• _WHAT YOU WILL DO_:
Quote all of the material below word for word, leaving out the pictures.

• _LISTED RECORDS_:
+++

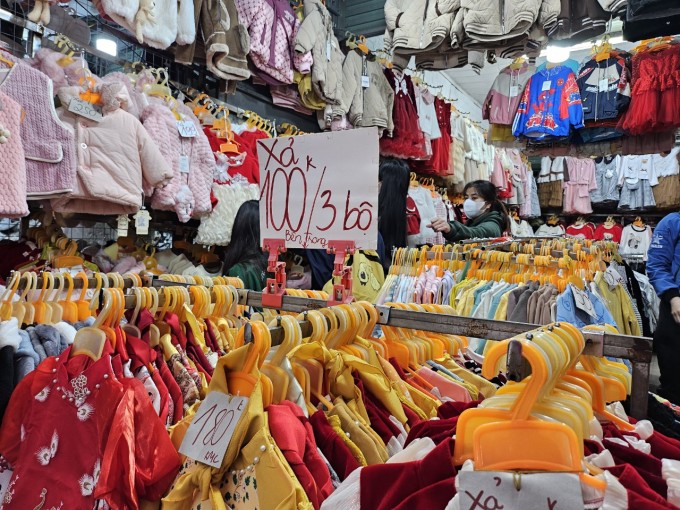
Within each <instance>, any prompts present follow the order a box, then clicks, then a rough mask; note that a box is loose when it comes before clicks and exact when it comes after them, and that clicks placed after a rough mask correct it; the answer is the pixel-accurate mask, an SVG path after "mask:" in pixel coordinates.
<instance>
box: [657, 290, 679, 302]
mask: <svg viewBox="0 0 680 510" xmlns="http://www.w3.org/2000/svg"><path fill="white" fill-rule="evenodd" d="M674 297H680V291H679V290H678V289H668V290H667V291H666V292H664V293H663V294H661V299H662V300H663V301H664V302H665V303H670V302H671V299H673V298H674Z"/></svg>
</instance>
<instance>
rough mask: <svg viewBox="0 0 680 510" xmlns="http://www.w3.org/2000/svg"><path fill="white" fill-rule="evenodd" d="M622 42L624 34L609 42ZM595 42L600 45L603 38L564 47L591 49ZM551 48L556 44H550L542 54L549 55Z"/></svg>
mask: <svg viewBox="0 0 680 510" xmlns="http://www.w3.org/2000/svg"><path fill="white" fill-rule="evenodd" d="M622 42H623V36H622V35H617V36H616V37H611V38H610V39H609V44H611V45H612V46H615V45H617V44H621V43H622ZM593 44H597V45H598V46H599V45H600V44H602V39H598V40H596V41H595V42H592V41H589V42H584V43H579V44H575V45H574V46H567V47H566V48H564V49H567V50H569V51H570V52H571V51H582V50H589V49H590V48H592V47H593ZM551 48H554V46H552V45H550V46H548V47H547V48H546V49H544V50H543V51H541V56H542V57H548V54H549V52H550V51H551ZM548 60H550V59H549V58H548ZM551 62H552V61H551Z"/></svg>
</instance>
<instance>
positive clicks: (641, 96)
mask: <svg viewBox="0 0 680 510" xmlns="http://www.w3.org/2000/svg"><path fill="white" fill-rule="evenodd" d="M631 82H632V89H631V102H630V107H629V108H628V111H627V112H626V114H625V115H624V117H623V118H622V119H621V123H620V124H619V127H620V128H621V129H623V130H625V131H627V132H628V133H629V134H631V135H642V134H645V133H649V132H661V131H669V130H672V129H675V128H677V127H679V126H680V45H677V44H675V45H672V46H671V47H670V48H668V49H665V50H661V51H658V52H642V53H637V54H636V55H634V56H633V73H632V80H631Z"/></svg>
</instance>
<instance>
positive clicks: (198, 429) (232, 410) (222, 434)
mask: <svg viewBox="0 0 680 510" xmlns="http://www.w3.org/2000/svg"><path fill="white" fill-rule="evenodd" d="M247 407H248V398H247V397H230V396H229V395H225V394H224V393H221V392H219V391H211V392H210V393H208V395H207V396H206V397H205V400H204V401H203V402H202V403H201V405H200V407H199V408H198V411H196V415H195V416H194V419H193V421H192V422H191V425H189V428H188V429H187V432H186V434H185V435H184V440H183V441H182V444H181V445H180V447H179V452H180V453H181V454H182V455H186V456H187V457H189V458H191V459H194V460H195V461H198V462H202V463H203V464H207V465H209V466H212V467H216V468H217V467H220V466H221V465H222V460H223V459H224V454H225V453H226V451H227V447H228V446H229V441H231V437H232V436H233V435H234V430H235V429H236V425H237V424H238V422H239V420H240V419H241V415H242V414H243V412H244V411H245V410H246V408H247Z"/></svg>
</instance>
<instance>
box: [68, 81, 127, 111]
mask: <svg viewBox="0 0 680 510" xmlns="http://www.w3.org/2000/svg"><path fill="white" fill-rule="evenodd" d="M94 91H95V92H98V93H99V94H101V98H102V99H101V107H102V111H103V112H104V113H111V112H114V111H116V110H118V109H120V108H121V104H124V103H126V102H128V101H129V98H130V96H129V94H128V92H127V90H126V89H125V88H124V87H123V86H122V85H121V84H120V83H101V84H98V85H95V86H94ZM81 92H83V89H82V88H80V87H62V88H60V89H59V90H58V91H57V96H58V97H59V101H60V102H61V104H62V106H63V107H64V108H65V109H67V110H68V105H69V104H70V103H71V100H72V99H78V98H80V93H81Z"/></svg>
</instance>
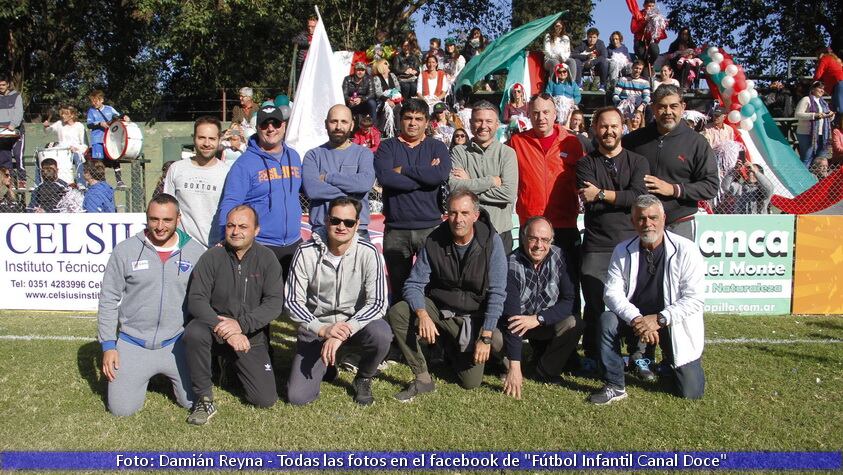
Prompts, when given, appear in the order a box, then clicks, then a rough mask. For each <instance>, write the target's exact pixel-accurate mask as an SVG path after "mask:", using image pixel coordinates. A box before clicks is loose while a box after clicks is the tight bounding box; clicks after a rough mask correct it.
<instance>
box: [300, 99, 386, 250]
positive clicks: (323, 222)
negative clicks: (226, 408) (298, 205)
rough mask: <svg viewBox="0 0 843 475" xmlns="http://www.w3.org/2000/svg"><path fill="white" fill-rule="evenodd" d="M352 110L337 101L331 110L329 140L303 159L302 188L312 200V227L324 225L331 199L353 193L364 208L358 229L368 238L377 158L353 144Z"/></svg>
mask: <svg viewBox="0 0 843 475" xmlns="http://www.w3.org/2000/svg"><path fill="white" fill-rule="evenodd" d="M353 128H354V123H353V122H352V118H351V109H349V108H348V107H346V106H344V105H342V104H338V105H335V106H333V107H331V109H330V110H328V116H327V118H326V119H325V129H326V130H327V131H328V142H327V143H325V144H322V145H320V146H319V147H316V148H314V149H311V150H310V151H308V152H307V153H306V154H305V155H304V161H303V162H302V190H303V191H304V195H305V196H306V197H307V199H308V200H309V201H310V212H309V213H310V228H311V231H313V232H317V231H320V230H323V229H324V228H325V225H326V224H325V216H327V214H328V204H329V203H330V202H331V200H333V199H336V198H342V197H344V196H350V197H352V198H355V199H357V200H359V201H360V204H361V205H362V209H361V211H360V220H359V224H358V227H357V232H358V233H359V234H360V235H361V236H362V237H363V238H365V239H368V237H369V232H368V230H367V227H368V225H369V191H370V190H371V189H372V186H373V185H374V184H375V168H374V165H373V160H374V157H373V155H372V151H371V150H369V149H368V148H367V147H363V146H361V145H357V144H355V143H352V141H351V139H350V137H351V131H352V129H353Z"/></svg>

+++

• _RESPONSE BELOW_:
Within each <instance>, any prompts present follow the order a box, then clicks, then a rough mask; note that a box is loose when it comes before clicks and exact when it comes after them, and that clicks placed after a rough mask correct it; the answer is the pixel-accurate mask, an SVG path after "mask:" in pixel coordinates.
<instance>
box: [657, 290, 679, 302]
mask: <svg viewBox="0 0 680 510" xmlns="http://www.w3.org/2000/svg"><path fill="white" fill-rule="evenodd" d="M674 297H680V291H679V290H678V289H668V290H667V291H666V292H664V293H663V294H661V299H662V300H663V301H664V302H665V303H670V302H671V299H673V298H674Z"/></svg>
</instance>
<instance>
rough mask: <svg viewBox="0 0 680 510" xmlns="http://www.w3.org/2000/svg"><path fill="white" fill-rule="evenodd" d="M622 42L624 34L609 42ZM595 42L600 45L603 38L564 47L591 49ZM551 48L556 44H550L542 54L549 55Z"/></svg>
mask: <svg viewBox="0 0 680 510" xmlns="http://www.w3.org/2000/svg"><path fill="white" fill-rule="evenodd" d="M622 42H623V36H622V35H617V36H616V37H611V38H610V39H609V44H611V45H612V46H615V45H617V44H621V43H622ZM593 44H597V45H598V46H599V45H600V44H602V39H598V40H596V41H595V42H592V41H589V42H584V43H579V44H575V45H574V46H567V47H566V48H564V49H567V50H569V51H570V52H571V51H582V50H589V49H590V48H592V47H593ZM551 48H554V46H552V45H550V46H548V47H547V48H546V49H544V50H543V51H541V56H542V57H548V54H549V52H550V51H551ZM548 60H550V59H549V58H548ZM551 62H552V61H551Z"/></svg>
</instance>
<instance>
positive clicks: (641, 96)
mask: <svg viewBox="0 0 680 510" xmlns="http://www.w3.org/2000/svg"><path fill="white" fill-rule="evenodd" d="M631 82H632V89H631V102H630V107H629V108H628V111H627V112H626V114H625V115H624V117H623V118H622V119H621V123H620V124H619V127H620V128H621V129H623V130H625V131H627V132H628V133H629V134H631V135H642V134H645V133H649V132H661V131H669V130H672V129H675V128H677V127H679V126H680V45H677V44H675V45H672V46H671V47H670V48H668V49H665V50H661V51H658V52H642V53H637V54H636V55H634V56H633V73H632V80H631Z"/></svg>
</instance>
<instance>
positive clicks: (198, 429) (232, 410) (222, 434)
mask: <svg viewBox="0 0 680 510" xmlns="http://www.w3.org/2000/svg"><path fill="white" fill-rule="evenodd" d="M247 407H248V398H247V397H230V396H229V395H225V394H224V393H221V392H219V391H211V392H210V393H208V395H207V396H206V397H205V400H204V401H203V402H202V403H201V405H200V407H199V408H198V411H196V415H195V416H194V419H193V421H192V422H191V425H189V428H188V429H187V432H186V434H185V435H184V440H183V441H182V444H181V445H180V447H179V452H180V453H181V454H182V455H186V456H187V457H189V458H191V459H194V460H195V461H198V462H202V463H203V464H207V465H209V466H212V467H216V468H217V467H220V466H221V465H222V460H223V459H224V454H225V453H226V451H227V447H228V446H229V441H231V437H232V436H233V435H234V430H235V429H236V425H237V424H238V422H239V420H240V419H241V415H242V414H243V412H244V411H245V410H246V408H247Z"/></svg>
</instance>
<instance>
box: [68, 81, 127, 111]
mask: <svg viewBox="0 0 680 510" xmlns="http://www.w3.org/2000/svg"><path fill="white" fill-rule="evenodd" d="M94 91H95V92H98V93H99V94H101V98H102V99H101V107H102V111H103V112H104V113H111V112H114V111H116V110H118V109H120V108H121V104H124V103H126V102H128V101H129V98H130V96H129V94H128V92H127V90H126V89H125V88H124V87H123V86H122V85H121V84H120V83H101V84H98V85H95V86H94ZM81 92H83V89H82V88H80V87H62V88H60V89H59V90H58V91H57V96H58V97H59V101H60V102H61V104H62V106H63V107H64V108H65V109H67V110H68V105H69V104H70V103H71V100H72V99H78V98H80V93H81Z"/></svg>
</instance>
Prompts, when given, appear in the order a box, then clicks, then a rough mask. For each <instance>, write the target's exact pixel-accurate mask as an SVG path after "mask:", using image pixel coordinates. A box before clicks is loose while a box after clicks is the tight bounding box; clicks after a rough mask correct it.
<instance>
box: [300, 99, 386, 250]
positive clicks: (323, 222)
negative clicks: (226, 408) (298, 205)
rough mask: <svg viewBox="0 0 843 475" xmlns="http://www.w3.org/2000/svg"><path fill="white" fill-rule="evenodd" d="M352 110L337 101L331 110L329 140L303 159L302 188L312 200V227L324 225L331 199L353 193L364 208L358 229L368 238L377 158L353 144Z"/></svg>
mask: <svg viewBox="0 0 843 475" xmlns="http://www.w3.org/2000/svg"><path fill="white" fill-rule="evenodd" d="M353 128H354V123H353V122H352V118H351V109H349V108H348V107H346V106H344V105H342V104H338V105H335V106H333V107H331V109H330V110H328V116H327V118H326V119H325V129H326V130H327V131H328V142H327V143H325V144H322V145H320V146H319V147H316V148H314V149H311V150H310V151H308V152H307V153H306V154H305V155H304V161H303V162H302V190H303V191H304V195H305V196H306V197H307V199H308V200H309V201H310V212H309V213H310V228H311V231H313V232H317V231H320V230H323V229H324V228H325V225H326V224H325V216H327V214H328V204H329V203H330V202H331V200H333V199H336V198H342V197H344V196H350V197H352V198H355V199H357V200H359V201H360V204H361V205H362V209H361V211H360V220H359V224H358V227H357V232H358V233H359V234H360V235H361V236H362V237H363V238H365V239H368V237H369V232H368V230H367V227H368V225H369V191H370V190H371V189H372V186H373V185H374V184H375V168H374V165H373V160H374V157H373V155H372V151H371V150H369V149H368V148H367V147H363V146H361V145H357V144H355V143H352V141H351V139H350V137H351V131H352V129H353Z"/></svg>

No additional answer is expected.